▶
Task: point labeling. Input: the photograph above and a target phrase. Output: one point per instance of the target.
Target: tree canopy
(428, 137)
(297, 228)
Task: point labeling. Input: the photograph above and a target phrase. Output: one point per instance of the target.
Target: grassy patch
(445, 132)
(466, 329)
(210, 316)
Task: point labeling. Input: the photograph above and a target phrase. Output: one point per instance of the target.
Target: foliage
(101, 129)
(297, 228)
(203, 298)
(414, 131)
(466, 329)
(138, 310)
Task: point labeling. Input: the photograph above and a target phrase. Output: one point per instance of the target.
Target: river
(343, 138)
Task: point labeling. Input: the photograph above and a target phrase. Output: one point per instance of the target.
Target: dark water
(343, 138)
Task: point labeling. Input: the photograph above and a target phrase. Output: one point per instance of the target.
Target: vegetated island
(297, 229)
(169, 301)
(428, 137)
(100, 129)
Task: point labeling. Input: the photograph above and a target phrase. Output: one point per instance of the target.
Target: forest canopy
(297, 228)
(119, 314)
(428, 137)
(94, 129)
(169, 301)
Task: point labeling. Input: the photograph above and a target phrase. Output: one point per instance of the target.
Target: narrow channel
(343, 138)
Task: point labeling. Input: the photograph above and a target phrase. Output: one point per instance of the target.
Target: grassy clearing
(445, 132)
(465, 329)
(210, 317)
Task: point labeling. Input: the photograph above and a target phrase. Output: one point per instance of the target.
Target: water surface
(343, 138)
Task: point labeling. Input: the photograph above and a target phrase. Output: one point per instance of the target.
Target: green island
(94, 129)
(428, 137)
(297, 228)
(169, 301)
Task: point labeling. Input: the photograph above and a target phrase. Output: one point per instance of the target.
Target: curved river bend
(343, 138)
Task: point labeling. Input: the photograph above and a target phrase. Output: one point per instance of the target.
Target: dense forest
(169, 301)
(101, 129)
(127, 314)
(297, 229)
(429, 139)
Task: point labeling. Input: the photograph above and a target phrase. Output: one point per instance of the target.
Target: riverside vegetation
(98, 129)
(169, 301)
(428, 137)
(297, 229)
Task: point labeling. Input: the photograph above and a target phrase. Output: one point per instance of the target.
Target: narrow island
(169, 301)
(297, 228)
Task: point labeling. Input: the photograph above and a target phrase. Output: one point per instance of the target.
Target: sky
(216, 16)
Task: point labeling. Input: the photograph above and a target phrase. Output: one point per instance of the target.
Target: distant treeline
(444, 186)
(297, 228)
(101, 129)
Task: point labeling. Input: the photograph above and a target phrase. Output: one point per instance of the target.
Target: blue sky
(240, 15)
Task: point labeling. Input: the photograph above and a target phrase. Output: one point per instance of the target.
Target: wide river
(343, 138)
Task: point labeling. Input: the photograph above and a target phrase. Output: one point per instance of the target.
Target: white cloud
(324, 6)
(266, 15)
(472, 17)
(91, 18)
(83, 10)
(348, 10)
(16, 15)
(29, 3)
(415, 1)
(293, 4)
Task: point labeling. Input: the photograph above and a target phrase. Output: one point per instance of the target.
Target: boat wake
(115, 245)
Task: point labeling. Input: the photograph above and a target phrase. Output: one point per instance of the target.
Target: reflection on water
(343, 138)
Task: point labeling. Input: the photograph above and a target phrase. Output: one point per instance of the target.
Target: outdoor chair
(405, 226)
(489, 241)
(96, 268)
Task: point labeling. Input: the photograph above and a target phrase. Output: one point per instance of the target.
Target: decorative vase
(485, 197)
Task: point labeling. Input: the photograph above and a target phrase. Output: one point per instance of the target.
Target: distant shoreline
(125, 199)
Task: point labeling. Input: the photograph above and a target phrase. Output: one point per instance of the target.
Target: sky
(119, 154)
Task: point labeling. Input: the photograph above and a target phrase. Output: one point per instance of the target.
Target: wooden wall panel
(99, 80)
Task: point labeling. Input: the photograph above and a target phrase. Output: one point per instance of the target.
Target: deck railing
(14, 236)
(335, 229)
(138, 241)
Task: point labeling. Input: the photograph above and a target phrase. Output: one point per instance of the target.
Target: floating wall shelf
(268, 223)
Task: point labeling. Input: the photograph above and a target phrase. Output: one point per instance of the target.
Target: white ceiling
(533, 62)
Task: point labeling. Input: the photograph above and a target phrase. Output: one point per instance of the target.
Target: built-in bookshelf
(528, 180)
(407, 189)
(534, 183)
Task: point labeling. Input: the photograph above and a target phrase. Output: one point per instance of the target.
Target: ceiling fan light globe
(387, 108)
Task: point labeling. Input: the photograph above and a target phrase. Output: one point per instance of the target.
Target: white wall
◀
* What needs to be done *
Transcribe each record exactly. Leave nothing out.

* Your response *
Task: point labeling. Input: the photograph above and a target phrase. Output: one point per instance of the target.
Target: tree canopy
(428, 137)
(297, 228)
Task: point labeling. Input: the photograph above and a target phrase. Output: one point per instance of the target.
Target: grassy patch
(445, 132)
(466, 329)
(210, 316)
Task: point labeling. Input: the photograph above and a target phrase. Output: one point per instance of the target.
Target: foliage
(101, 129)
(297, 228)
(203, 298)
(414, 131)
(466, 329)
(138, 310)
Task: point labeling. Input: the photograph above and a target phrase. Output: one point per instance of the target.
Target: river
(343, 138)
Task: point labeling. Input: the photograph above and a target phrase. Output: one point per instance of the target.
Target: dark water
(343, 138)
Task: point labeling. Input: the photograph above and a target phrase. Output: one point per instance of the target.
Target: vegetated island
(297, 229)
(169, 301)
(428, 137)
(100, 129)
Task: point labeling. Input: the photograph above and a target phrase. Output: one point per instance of the target.
Target: forest canopy
(297, 228)
(119, 314)
(428, 137)
(94, 129)
(169, 301)
Task: point labeling. Input: the photograph above and a target phrase. Output: one point per instance of the target.
Target: narrow channel
(343, 138)
Task: point labeling. Input: the photograph above and a target phrase. Output: one point per instance of the target.
Target: grassy clearing
(445, 132)
(465, 329)
(210, 317)
Task: point labeling. Input: the photograph above and a target phrase. Output: one point per instance of the target.
Target: water surface
(343, 138)
Task: point labeling. Input: the photograph above and a target phrase. Output: one point per instance of the target.
Target: green island
(94, 129)
(428, 137)
(297, 228)
(169, 301)
Task: point labeling. Input: the photograph above and a target phrase. Output: one point per instance of the target.
Target: curved river bend
(343, 138)
Task: point labeling. Input: the photograph above and a target phrase. Output: one point per instance of the target.
Target: dense forest
(169, 301)
(101, 129)
(127, 314)
(297, 229)
(429, 139)
Task: point labeling. Input: the photograph above and a target phrase. Output: one point per instance of the target.
Target: riverside vegetation
(98, 129)
(169, 301)
(428, 137)
(297, 229)
Task: point labeling. Input: the photograph above and a target phrase. Output: one point per instance of the target.
Target: narrow island
(169, 301)
(297, 228)
Task: point labeling. Input: the photograph above and a target phrase. Output: one point per instance of the target.
Target: sky
(216, 16)
Task: point labeling. Input: the photograph above and a target phrase. Output: one point per instance of the target.
Target: distant treeline
(444, 186)
(297, 228)
(101, 129)
Task: point labeling. Input: the photograph above and a target phrase. Output: one point per instance of the target.
Target: blue sky
(240, 15)
Task: point labeling. Input: the photograph above and a target phrase. Output: one point per instance of the target.
Target: wide river
(343, 138)
Task: point labeling. Input: the photograph above and a target phrase. Output: one point per instance of the target.
Target: white cloud
(324, 6)
(266, 15)
(472, 17)
(91, 18)
(83, 10)
(348, 10)
(16, 15)
(29, 3)
(415, 1)
(293, 4)
Task: point labeling. Input: the photograph above and a target phrase. Output: one point per instance of the target.
Target: boat wake
(115, 245)
Task: point labeling. Input: the photograph above and a target phrase. Output: one point per instance of the target.
Target: reflection on water
(343, 138)
Task: point labeling. Input: the photograph above and a target phrase. Output: one point per instance of the target.
Target: outdoor chair
(405, 226)
(489, 241)
(96, 268)
Task: point labeling. Input: the photograph above and a target phrase. Output: one point per instance of the target.
Target: decorative vase
(485, 197)
Task: point labeling. Input: the photograph above and a target phrase. Output: one point per instance of the target.
Target: distant shoreline
(125, 199)
Task: point labeling. Input: the photograph above and a target phrase. Output: one point per instance of the target.
Target: sky
(119, 154)
Task: point labeling. Input: the photograph above and a target phrase. Output: one point per instance of the target.
Target: wooden wall panel
(99, 80)
Task: point labeling. Input: the photograph above and a target phrase. Output: one point per instance of the target.
Target: deck railing
(14, 236)
(335, 229)
(138, 241)
Task: point labeling. Input: the photograph above and a target phrase. Output: one point per instance of the target.
Target: floating wall shelf
(268, 223)
Task: point labeling. Input: the photograph above and a target phrase. Output: one point per instance of the target.
Target: white ceiling
(533, 62)
Task: point labeling. Input: the photograph above and a target phrase. Output: one point per instance of the target.
Target: built-in bookshelf
(528, 180)
(407, 189)
(534, 183)
Task: point labeling. Input: the photograph above and a target phrase. Output: one point per instance of the target.
Target: ceiling fan light globe
(387, 108)
Task: point labeling. Input: the photograph above and a target phrase. Output: one point per instance of the target.
Target: white wall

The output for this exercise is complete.